> Task goal
Copy every item below, line for line, with no changes.
_ _ _ _ _ _ _
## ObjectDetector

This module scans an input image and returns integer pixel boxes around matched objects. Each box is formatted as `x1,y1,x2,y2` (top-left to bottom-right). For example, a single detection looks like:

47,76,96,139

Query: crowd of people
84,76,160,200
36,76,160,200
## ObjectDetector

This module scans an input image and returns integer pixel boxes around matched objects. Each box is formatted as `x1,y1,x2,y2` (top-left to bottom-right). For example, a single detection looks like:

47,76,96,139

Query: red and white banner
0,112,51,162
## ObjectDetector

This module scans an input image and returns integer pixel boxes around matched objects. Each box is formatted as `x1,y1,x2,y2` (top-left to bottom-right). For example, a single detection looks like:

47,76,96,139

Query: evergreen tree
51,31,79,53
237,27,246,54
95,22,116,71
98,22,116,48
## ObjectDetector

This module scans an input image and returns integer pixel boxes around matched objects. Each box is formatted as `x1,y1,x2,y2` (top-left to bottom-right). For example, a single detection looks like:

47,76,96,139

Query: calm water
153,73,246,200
_ _ _ _ _ _ _
> The reply
## ObjectDetector

This module scans an input image and returns integer pixel boxes around matched objects. Each box is formatted as `x1,y1,x2,y2` (top-left to bottom-right). For example, a single detection looks like:

47,76,96,139

Query: crowd of people
84,76,160,200
36,76,160,200
## ObjectDetector

This module scans an input image and returns integer pixel boxes around matched objects. Each box is formatted as `x1,y1,x2,y2` (top-left to bottom-right). For example, a single detection looks like:

47,76,96,139

Query: red and white banner
0,112,51,162
## ObjectDetector

This module scans an input image and returns integer pixel boxes around matched objects. Each box is formatted as `x1,y1,x2,y2` (top-left to bottom-right). For example, a single detection looks like:

47,76,96,139

Query: evergreen tree
51,31,79,53
237,27,246,54
95,22,116,71
98,22,116,48
## ObjectDetector

This module scans an input image and returns integer pixel boxes around matched objects. Each box is formatted as `x1,y1,x2,y2` (top-left to bottom-right). For example, a single detection looks like:

47,76,96,139

Query: calm water
153,73,246,200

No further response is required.